• Description of the task:
Convert every line of the material below into a JSON list of strings, with one string per line and no entries for blank lines.

• Supplied entries:
★ ★ ★ ★ ★
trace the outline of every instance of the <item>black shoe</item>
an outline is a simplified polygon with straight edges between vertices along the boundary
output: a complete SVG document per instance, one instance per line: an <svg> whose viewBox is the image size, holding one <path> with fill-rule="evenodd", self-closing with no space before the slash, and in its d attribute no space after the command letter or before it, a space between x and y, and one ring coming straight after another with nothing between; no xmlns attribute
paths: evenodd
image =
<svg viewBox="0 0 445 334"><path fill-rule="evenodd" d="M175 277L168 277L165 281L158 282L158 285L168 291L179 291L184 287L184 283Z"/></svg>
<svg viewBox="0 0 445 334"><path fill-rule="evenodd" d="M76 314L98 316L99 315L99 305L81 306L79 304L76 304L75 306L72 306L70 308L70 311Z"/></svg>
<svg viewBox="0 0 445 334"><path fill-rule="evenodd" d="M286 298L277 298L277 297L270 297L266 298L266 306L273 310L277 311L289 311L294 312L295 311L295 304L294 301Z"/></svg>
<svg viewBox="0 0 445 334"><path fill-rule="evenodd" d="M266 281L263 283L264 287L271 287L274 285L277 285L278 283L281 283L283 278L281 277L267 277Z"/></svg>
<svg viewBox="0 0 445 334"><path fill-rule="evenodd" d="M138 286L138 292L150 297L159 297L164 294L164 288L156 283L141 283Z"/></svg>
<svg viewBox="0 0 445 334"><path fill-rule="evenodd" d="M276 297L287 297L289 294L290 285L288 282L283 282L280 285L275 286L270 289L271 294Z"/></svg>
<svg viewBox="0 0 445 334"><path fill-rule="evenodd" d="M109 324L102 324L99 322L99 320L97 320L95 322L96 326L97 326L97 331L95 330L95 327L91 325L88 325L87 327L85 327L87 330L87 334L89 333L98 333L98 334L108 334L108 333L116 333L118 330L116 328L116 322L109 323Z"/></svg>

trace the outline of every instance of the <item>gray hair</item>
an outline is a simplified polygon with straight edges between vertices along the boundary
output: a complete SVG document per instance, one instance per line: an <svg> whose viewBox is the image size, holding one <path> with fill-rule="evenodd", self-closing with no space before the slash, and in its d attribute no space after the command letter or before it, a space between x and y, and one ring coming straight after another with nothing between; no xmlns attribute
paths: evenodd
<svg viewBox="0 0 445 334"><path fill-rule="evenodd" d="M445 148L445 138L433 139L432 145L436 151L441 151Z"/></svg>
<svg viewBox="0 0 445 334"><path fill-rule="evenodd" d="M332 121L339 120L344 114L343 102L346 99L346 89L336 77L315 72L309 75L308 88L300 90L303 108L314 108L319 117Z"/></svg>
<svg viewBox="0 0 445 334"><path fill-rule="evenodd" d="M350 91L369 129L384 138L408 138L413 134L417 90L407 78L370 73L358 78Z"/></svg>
★ ★ ★ ★ ★
• Final answer:
[
  "trace the outline of every instance of the <item>black shoe</item>",
  "an outline is a simplified polygon with straight edges between vertices along the boundary",
  "output: a complete SVG document per instance, one instance per line: an <svg> whose viewBox is the image size, holding one <path> with fill-rule=\"evenodd\", self-closing with no space before the slash, and in its d attribute no space after the command letter or before it, a space between x and y, and one ring coming straight after another with nothing between; no xmlns attribute",
  "paths: evenodd",
  "image =",
  "<svg viewBox=\"0 0 445 334\"><path fill-rule=\"evenodd\" d=\"M175 277L168 277L165 281L158 282L158 285L168 291L179 291L184 287L184 283Z\"/></svg>",
  "<svg viewBox=\"0 0 445 334\"><path fill-rule=\"evenodd\" d=\"M76 314L98 316L99 315L99 305L81 306L79 304L76 304L75 306L72 306L70 308L70 311Z\"/></svg>",
  "<svg viewBox=\"0 0 445 334\"><path fill-rule=\"evenodd\" d=\"M286 298L277 298L277 297L270 297L266 298L266 306L273 310L277 311L289 311L294 312L295 311L295 304L294 301Z\"/></svg>",
  "<svg viewBox=\"0 0 445 334\"><path fill-rule=\"evenodd\" d=\"M266 281L263 283L264 287L271 287L274 285L277 285L278 283L281 283L283 278L281 277L267 277Z\"/></svg>",
  "<svg viewBox=\"0 0 445 334\"><path fill-rule=\"evenodd\" d=\"M138 286L138 292L150 297L159 297L164 294L164 288L156 283L141 283Z\"/></svg>",
  "<svg viewBox=\"0 0 445 334\"><path fill-rule=\"evenodd\" d=\"M276 297L287 297L289 294L290 285L288 282L283 282L280 285L275 286L270 289L271 294Z\"/></svg>",
  "<svg viewBox=\"0 0 445 334\"><path fill-rule=\"evenodd\" d=\"M109 324L102 324L99 322L99 320L97 320L95 322L96 326L97 326L97 331L95 330L95 327L91 325L88 325L87 327L85 327L87 330L87 334L89 333L98 333L98 334L108 334L108 333L116 333L118 330L116 328L116 322L109 323Z\"/></svg>",
  "trace the outline of every instance of the <item>gray hair</item>",
  "an outline is a simplified polygon with straight edges between vertices along the boundary",
  "output: a complete SVG document per instance, one instance per line: an <svg> whose viewBox is the image size, holding one <path> with fill-rule=\"evenodd\", self-closing with no space before the slash, and in its d attribute no space after the command letter or before it, a space between x and y, and one ring coming straight after another with nothing between; no xmlns attribute",
  "paths: evenodd",
  "<svg viewBox=\"0 0 445 334\"><path fill-rule=\"evenodd\" d=\"M445 148L445 138L433 139L432 145L436 151L441 151Z\"/></svg>",
  "<svg viewBox=\"0 0 445 334\"><path fill-rule=\"evenodd\" d=\"M332 121L339 120L344 114L343 102L346 99L346 89L336 77L315 72L309 75L308 88L300 90L303 108L314 108L319 117Z\"/></svg>",
  "<svg viewBox=\"0 0 445 334\"><path fill-rule=\"evenodd\" d=\"M350 91L369 129L384 138L408 138L413 134L417 90L407 78L370 73L358 78Z\"/></svg>"
]